» **Problem description**
Extract every line of the data below that contains the string "negative", and copy each one in full.

────

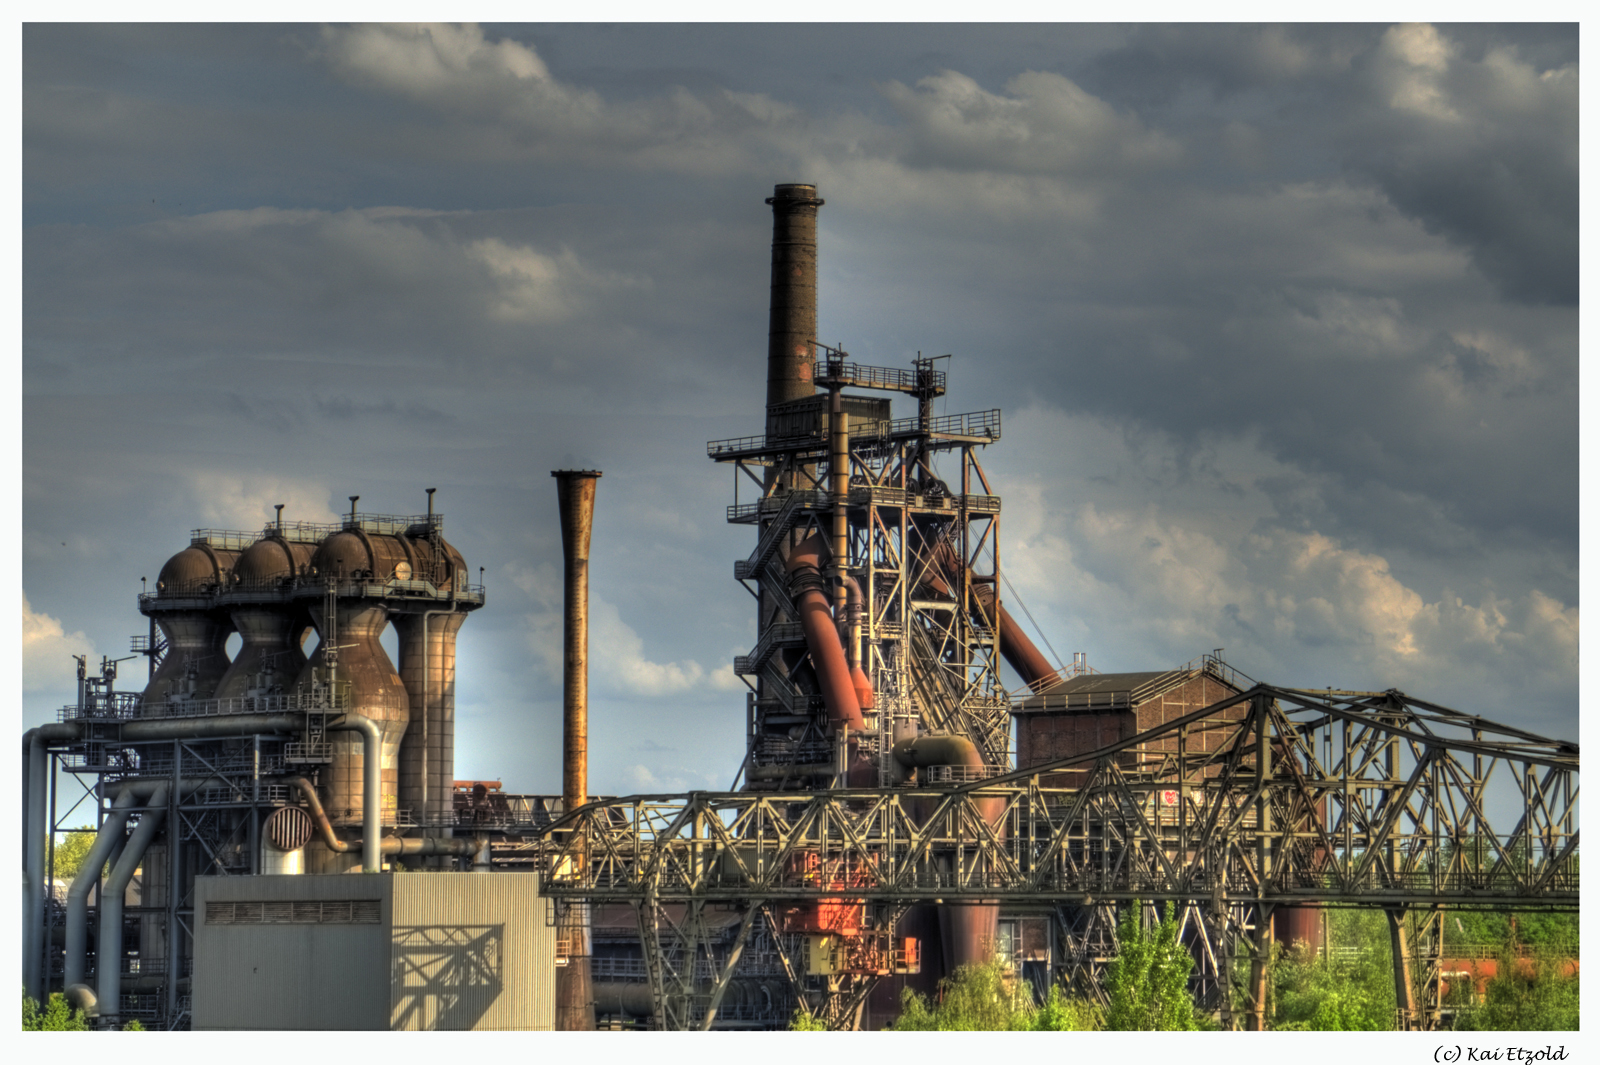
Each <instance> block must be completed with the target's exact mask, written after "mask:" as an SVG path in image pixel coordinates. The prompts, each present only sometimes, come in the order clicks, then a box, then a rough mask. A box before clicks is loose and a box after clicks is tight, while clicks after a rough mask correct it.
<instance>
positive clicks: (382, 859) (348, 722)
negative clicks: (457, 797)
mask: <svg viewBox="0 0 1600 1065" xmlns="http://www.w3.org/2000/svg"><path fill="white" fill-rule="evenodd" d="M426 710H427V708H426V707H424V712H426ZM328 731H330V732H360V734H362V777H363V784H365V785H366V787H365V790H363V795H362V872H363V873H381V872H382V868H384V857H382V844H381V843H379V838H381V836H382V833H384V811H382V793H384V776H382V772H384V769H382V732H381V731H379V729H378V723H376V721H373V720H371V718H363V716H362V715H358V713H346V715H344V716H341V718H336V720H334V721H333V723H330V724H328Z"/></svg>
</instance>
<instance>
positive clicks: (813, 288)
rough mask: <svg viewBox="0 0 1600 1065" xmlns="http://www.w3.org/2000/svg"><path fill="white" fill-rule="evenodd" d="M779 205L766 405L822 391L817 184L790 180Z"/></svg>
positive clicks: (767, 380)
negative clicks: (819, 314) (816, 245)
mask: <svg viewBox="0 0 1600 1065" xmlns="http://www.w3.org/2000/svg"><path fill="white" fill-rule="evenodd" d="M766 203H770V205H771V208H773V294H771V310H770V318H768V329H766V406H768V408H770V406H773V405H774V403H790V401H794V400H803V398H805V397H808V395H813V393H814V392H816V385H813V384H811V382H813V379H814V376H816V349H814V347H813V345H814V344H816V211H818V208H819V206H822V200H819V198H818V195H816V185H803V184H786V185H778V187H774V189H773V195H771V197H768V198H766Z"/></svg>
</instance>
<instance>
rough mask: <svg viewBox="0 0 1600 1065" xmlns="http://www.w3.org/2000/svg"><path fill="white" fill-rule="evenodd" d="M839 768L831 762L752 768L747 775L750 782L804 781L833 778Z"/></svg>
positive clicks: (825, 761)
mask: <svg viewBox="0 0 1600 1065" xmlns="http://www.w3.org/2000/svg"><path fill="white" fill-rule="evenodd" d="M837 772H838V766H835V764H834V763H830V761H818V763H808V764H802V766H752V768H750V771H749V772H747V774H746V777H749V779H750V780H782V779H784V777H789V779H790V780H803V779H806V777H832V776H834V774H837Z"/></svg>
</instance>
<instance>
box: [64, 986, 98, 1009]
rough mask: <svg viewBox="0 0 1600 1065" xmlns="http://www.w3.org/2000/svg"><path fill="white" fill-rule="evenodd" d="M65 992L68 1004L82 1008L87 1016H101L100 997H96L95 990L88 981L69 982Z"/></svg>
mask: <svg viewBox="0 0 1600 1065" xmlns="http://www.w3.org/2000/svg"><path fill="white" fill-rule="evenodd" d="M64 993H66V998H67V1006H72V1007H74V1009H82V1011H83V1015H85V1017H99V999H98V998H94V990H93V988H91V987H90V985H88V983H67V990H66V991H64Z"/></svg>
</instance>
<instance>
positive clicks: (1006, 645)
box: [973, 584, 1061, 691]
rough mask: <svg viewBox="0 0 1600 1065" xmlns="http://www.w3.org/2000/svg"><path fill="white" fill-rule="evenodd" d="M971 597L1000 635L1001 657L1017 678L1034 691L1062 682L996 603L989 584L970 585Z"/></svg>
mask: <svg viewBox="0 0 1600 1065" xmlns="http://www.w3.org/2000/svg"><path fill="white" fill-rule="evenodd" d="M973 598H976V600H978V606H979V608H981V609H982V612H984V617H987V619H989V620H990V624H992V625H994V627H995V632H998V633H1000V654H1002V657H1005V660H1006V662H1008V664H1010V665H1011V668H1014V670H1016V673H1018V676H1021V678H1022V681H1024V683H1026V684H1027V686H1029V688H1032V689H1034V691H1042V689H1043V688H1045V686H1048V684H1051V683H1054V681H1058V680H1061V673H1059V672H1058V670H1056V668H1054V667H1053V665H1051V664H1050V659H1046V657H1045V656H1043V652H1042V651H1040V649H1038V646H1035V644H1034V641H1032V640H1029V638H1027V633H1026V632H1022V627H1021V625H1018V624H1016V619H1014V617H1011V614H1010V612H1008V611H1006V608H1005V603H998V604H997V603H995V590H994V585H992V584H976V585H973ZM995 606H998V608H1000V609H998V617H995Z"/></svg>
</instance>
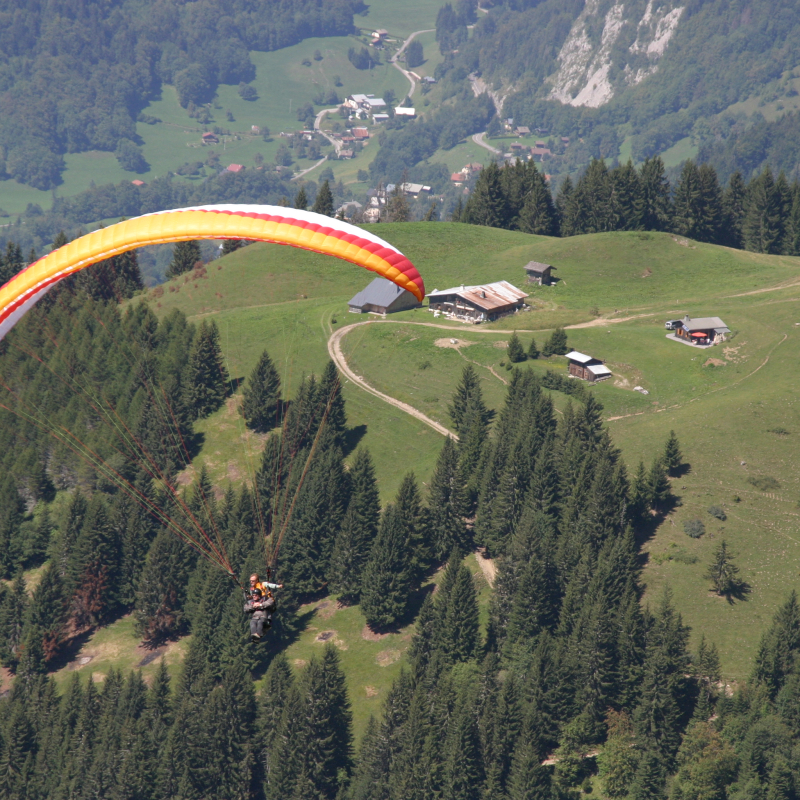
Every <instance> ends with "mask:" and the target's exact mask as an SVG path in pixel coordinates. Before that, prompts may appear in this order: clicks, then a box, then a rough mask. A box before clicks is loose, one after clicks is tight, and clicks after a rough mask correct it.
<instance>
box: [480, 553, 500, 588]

────

» **Solution to this exercise**
negative clicks: (457, 797)
negative clicks: (819, 314) (816, 245)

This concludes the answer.